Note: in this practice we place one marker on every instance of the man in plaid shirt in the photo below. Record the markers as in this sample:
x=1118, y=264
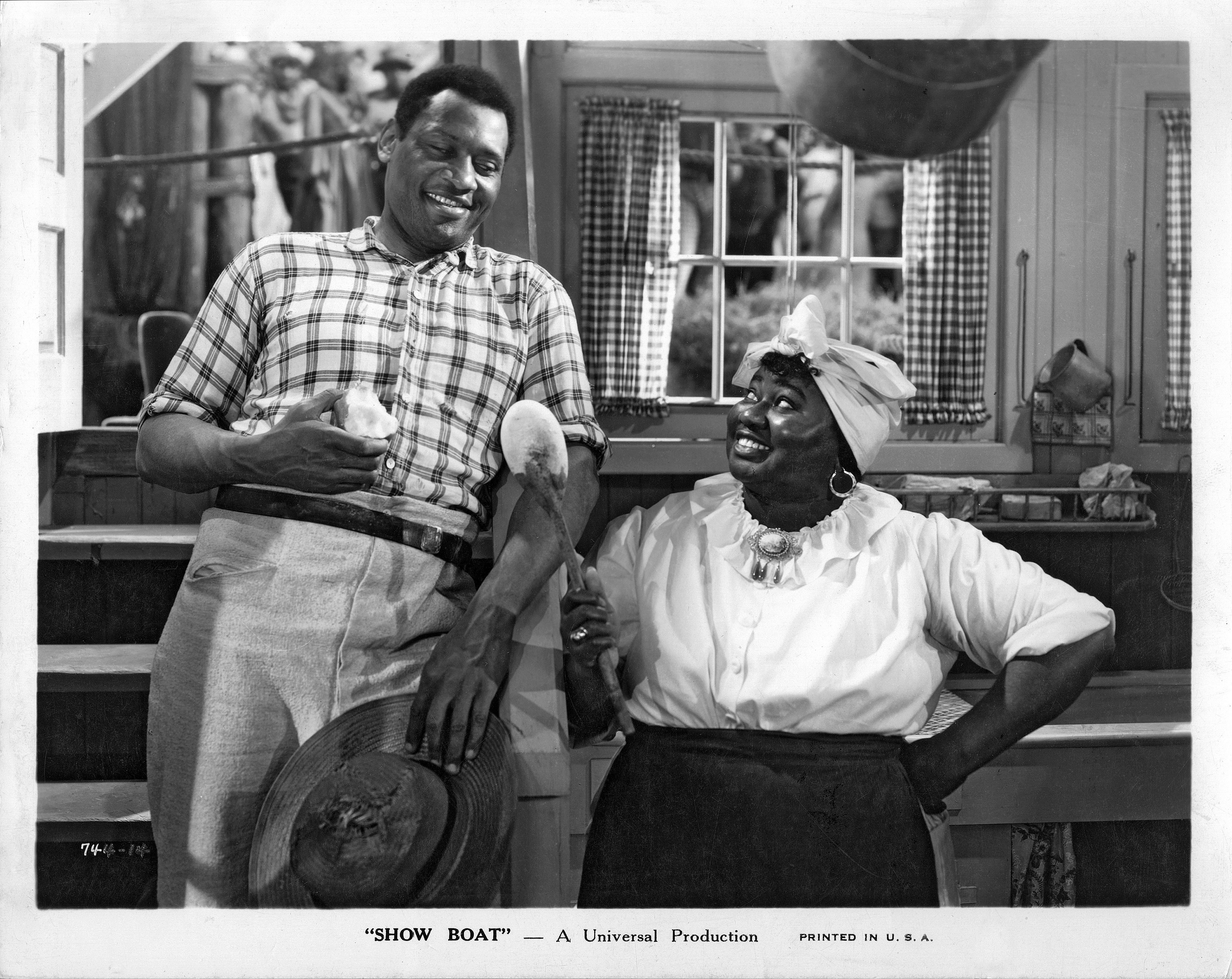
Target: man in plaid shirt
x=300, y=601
==
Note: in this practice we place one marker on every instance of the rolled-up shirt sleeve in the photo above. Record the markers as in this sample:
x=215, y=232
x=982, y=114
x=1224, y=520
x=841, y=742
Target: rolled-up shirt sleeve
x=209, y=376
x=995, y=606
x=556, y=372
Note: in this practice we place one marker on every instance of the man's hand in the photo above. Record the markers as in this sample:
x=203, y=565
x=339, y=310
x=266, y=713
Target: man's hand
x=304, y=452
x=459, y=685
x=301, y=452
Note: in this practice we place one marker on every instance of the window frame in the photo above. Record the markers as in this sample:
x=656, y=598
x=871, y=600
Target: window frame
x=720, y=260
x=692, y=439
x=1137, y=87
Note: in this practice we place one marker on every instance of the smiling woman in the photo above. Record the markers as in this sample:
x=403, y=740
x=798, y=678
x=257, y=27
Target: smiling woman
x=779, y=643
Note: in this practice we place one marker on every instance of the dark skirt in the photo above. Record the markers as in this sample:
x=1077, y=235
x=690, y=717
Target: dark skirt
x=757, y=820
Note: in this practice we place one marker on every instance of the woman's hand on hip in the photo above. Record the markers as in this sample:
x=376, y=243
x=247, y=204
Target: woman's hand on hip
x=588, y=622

## WHAT NEEDS TO BE DONE
Above are some lines. Repeat exactly, and only, those from the line that has "x=841, y=742" through the line that has "of the window".

## RESPONSE AREA
x=841, y=742
Target: rolled-up shirt sleeve
x=209, y=376
x=995, y=606
x=556, y=372
Note: in this practice we place one marker on every instance of the man's hand in the photo above. Record the markers as in this sample:
x=203, y=565
x=339, y=310
x=266, y=713
Target: man's hand
x=304, y=452
x=459, y=685
x=301, y=452
Note: in this practice we place one marker on every instance of the window frame in the photo above. Record the markers as in this sample:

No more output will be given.